**PROBLEM TO WORK ON**
How many lines of the material below contain the string "postcard"? Case counts; give only the number.

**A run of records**
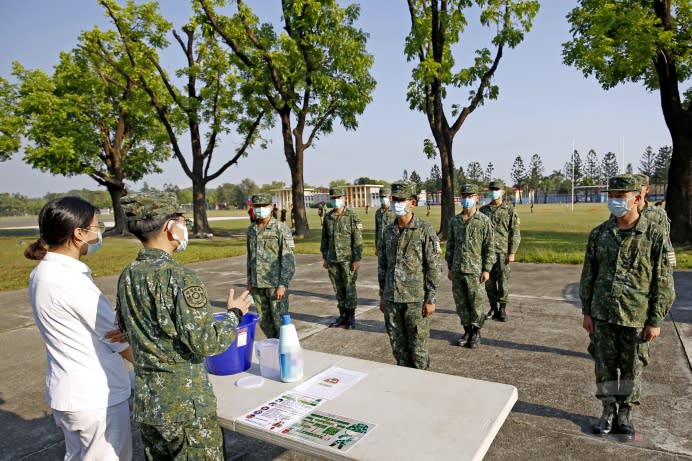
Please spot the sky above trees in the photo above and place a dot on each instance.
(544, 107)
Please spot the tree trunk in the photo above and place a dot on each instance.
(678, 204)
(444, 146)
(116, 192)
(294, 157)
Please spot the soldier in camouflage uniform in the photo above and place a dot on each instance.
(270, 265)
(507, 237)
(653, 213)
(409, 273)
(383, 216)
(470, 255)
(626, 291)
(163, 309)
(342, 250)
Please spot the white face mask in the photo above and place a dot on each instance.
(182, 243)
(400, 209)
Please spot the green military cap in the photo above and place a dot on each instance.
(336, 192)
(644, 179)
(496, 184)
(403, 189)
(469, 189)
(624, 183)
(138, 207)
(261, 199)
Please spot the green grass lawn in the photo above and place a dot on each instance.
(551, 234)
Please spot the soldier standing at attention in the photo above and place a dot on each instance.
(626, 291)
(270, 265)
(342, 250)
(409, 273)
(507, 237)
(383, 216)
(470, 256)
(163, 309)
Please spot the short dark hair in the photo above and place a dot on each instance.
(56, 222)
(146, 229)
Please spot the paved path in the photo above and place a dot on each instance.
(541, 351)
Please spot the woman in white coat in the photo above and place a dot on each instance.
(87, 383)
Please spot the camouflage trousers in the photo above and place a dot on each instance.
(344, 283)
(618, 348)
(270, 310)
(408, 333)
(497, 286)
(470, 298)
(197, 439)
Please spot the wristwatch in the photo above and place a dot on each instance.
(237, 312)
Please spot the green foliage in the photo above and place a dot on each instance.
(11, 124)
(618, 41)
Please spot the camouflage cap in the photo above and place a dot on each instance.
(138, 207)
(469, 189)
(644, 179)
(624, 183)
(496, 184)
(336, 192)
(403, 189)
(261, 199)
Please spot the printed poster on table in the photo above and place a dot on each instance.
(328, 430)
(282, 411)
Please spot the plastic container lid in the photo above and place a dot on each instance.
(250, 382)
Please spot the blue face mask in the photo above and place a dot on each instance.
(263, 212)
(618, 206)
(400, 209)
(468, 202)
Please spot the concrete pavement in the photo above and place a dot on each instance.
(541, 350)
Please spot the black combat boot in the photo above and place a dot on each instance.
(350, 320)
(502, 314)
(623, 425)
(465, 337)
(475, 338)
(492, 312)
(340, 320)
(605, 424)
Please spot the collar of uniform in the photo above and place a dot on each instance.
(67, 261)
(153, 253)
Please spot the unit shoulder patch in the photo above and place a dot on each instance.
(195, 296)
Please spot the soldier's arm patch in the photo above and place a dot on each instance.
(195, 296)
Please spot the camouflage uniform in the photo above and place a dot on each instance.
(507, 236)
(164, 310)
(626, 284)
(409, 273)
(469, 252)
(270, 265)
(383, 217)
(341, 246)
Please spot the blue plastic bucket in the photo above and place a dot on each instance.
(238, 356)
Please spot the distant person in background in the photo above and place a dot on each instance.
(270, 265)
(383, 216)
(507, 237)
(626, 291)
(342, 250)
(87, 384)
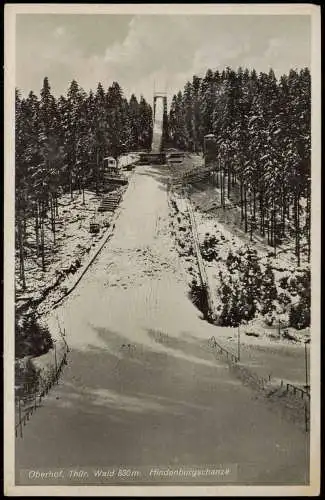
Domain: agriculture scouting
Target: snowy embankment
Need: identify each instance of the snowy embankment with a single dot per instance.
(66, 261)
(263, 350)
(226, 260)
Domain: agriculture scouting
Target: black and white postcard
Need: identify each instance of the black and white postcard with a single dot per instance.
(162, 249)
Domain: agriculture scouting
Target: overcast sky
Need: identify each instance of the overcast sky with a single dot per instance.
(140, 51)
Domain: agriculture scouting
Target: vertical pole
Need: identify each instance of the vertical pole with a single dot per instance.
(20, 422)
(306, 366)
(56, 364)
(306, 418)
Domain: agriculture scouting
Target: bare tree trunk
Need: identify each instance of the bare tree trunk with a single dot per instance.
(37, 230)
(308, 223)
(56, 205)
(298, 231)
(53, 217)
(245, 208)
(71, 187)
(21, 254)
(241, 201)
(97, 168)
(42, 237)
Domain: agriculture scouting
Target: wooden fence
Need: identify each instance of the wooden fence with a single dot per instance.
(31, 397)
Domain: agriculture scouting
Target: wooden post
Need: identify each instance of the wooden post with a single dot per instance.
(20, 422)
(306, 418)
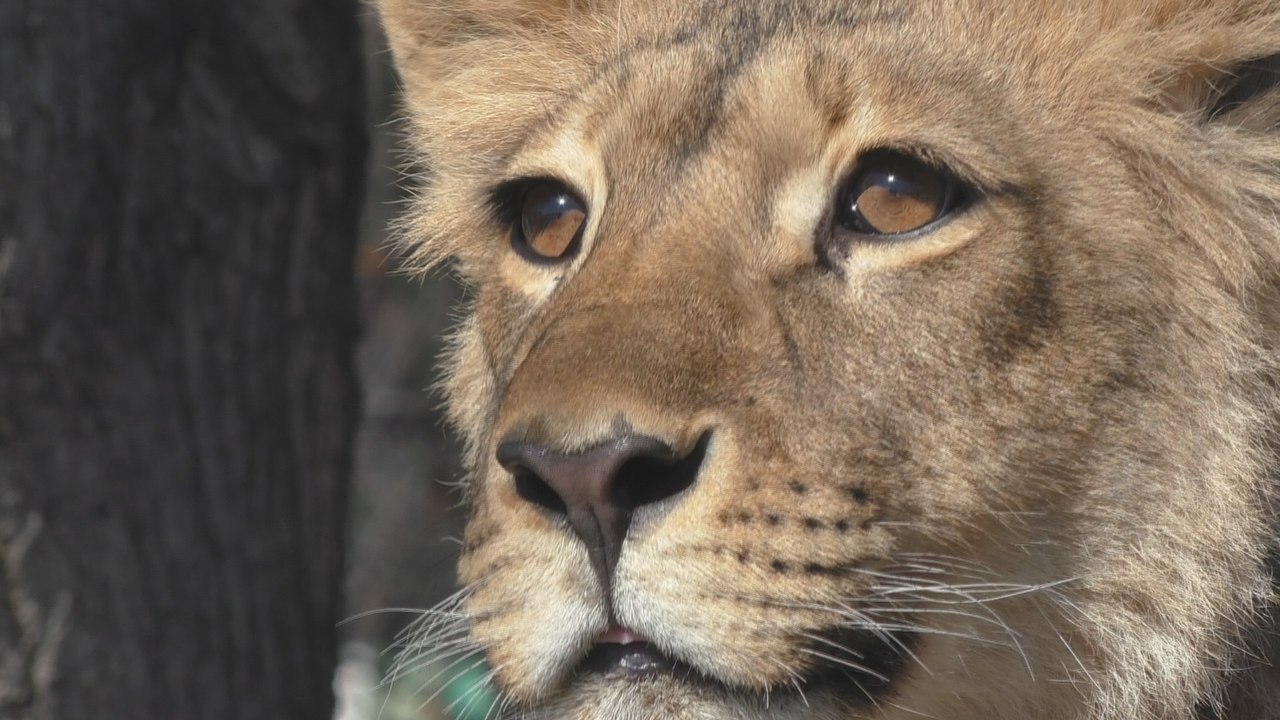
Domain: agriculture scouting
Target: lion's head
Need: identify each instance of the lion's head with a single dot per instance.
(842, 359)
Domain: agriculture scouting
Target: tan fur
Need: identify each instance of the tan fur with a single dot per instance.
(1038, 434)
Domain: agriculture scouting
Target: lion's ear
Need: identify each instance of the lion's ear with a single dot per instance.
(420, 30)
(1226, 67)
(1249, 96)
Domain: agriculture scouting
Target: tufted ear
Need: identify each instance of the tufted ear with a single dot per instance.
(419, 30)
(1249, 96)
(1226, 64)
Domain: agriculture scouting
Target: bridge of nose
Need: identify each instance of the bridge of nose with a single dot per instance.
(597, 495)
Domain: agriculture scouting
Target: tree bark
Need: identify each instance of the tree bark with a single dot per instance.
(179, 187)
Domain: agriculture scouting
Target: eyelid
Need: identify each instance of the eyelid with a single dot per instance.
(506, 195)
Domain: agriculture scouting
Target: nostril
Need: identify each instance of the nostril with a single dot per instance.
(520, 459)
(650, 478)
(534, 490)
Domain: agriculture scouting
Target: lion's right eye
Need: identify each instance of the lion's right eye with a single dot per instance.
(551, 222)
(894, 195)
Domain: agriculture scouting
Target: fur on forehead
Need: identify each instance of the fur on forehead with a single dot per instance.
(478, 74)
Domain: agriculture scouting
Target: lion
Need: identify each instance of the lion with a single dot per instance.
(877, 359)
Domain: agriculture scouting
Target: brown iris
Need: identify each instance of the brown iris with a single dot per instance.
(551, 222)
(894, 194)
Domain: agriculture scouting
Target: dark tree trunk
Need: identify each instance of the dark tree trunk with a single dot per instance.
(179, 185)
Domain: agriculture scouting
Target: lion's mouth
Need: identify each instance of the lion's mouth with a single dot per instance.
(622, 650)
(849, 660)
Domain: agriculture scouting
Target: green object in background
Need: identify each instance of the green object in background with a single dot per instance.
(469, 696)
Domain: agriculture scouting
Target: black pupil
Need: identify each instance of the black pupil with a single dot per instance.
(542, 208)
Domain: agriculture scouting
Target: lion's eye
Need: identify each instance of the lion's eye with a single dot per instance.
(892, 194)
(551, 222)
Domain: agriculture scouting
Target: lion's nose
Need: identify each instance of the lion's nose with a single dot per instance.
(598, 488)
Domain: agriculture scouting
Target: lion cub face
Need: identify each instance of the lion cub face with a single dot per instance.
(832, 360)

**THE COMPLETED TASK**
2